To be done: Rewrite the items below, swapping every "whole pixels" for "integer pixels" and changing nothing else. Omit the pictures from your version.

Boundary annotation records
Start
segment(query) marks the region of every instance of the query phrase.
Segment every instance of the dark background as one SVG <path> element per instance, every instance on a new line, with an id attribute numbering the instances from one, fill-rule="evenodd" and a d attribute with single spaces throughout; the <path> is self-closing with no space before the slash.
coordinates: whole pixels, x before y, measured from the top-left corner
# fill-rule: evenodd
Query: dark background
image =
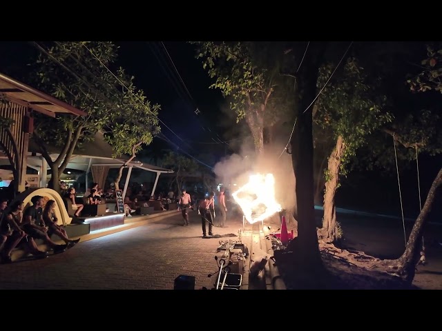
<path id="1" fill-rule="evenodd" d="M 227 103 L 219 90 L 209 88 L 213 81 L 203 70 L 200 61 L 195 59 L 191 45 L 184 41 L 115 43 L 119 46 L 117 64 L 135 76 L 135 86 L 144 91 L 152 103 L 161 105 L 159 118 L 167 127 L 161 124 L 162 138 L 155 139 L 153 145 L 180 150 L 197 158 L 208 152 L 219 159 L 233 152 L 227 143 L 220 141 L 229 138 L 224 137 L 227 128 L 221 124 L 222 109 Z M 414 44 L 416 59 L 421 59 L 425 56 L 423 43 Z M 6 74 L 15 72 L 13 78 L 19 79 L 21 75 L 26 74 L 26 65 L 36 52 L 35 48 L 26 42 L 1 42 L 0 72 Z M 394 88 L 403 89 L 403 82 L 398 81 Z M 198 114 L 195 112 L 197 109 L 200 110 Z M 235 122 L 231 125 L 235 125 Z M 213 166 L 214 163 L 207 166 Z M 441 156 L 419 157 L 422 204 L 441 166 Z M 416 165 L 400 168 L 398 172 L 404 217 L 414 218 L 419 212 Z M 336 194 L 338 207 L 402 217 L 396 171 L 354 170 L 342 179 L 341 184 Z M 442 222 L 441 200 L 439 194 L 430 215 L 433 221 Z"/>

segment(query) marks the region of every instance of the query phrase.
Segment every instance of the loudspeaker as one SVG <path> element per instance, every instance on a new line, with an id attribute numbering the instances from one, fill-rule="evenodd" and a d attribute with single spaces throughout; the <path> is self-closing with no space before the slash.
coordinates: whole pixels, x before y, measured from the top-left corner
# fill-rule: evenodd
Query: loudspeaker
End
Reply:
segment(query) marks the region of every instance of the query phrase.
Segment every instance of the dark background as one SVG <path> element per instance, every instance on a new line, with an id attribute numbering the instances from one, fill-rule="evenodd" and a d attribute with single spaces throughout; the <path> is self-closing with no space before the slash.
coordinates: integer pixels, x before y, measured from the top-left corner
# fill-rule: evenodd
Query: dark background
image =
<path id="1" fill-rule="evenodd" d="M 227 103 L 219 90 L 209 88 L 213 81 L 203 70 L 200 61 L 195 59 L 191 45 L 184 41 L 115 43 L 119 46 L 117 64 L 135 76 L 135 86 L 144 91 L 152 103 L 161 105 L 159 118 L 167 127 L 161 124 L 162 138 L 155 139 L 153 145 L 180 150 L 197 158 L 208 152 L 219 159 L 233 152 L 227 143 L 220 141 L 229 138 L 224 137 L 227 128 L 221 124 L 222 109 Z M 414 44 L 416 59 L 421 59 L 425 56 L 423 43 Z M 6 74 L 15 72 L 13 78 L 19 79 L 21 75 L 26 74 L 26 65 L 36 52 L 35 48 L 26 42 L 1 42 L 0 72 Z M 394 88 L 403 89 L 403 82 L 398 81 Z M 198 114 L 195 112 L 197 109 L 200 110 Z M 235 122 L 231 125 L 235 125 Z M 213 166 L 214 163 L 207 166 Z M 441 156 L 419 157 L 422 204 L 441 166 Z M 416 165 L 400 168 L 398 172 L 404 217 L 414 218 L 419 212 Z M 336 194 L 338 207 L 402 217 L 396 171 L 354 170 L 342 179 L 341 184 Z M 442 222 L 441 200 L 439 194 L 430 215 L 433 221 Z"/>

segment(query) marks the region of every instance of the query phrase.
Segment every instance of the loudspeaker as one SVG <path> element per instance, every instance on a new line, with an id attribute numbering the instances from one, fill-rule="evenodd" and a d attribute with single spaces throughout; the <path> is self-closing with no space before the slash.
coordinates: integer pixels, x before y, measured from the top-left corner
# fill-rule: evenodd
Query: loudspeaker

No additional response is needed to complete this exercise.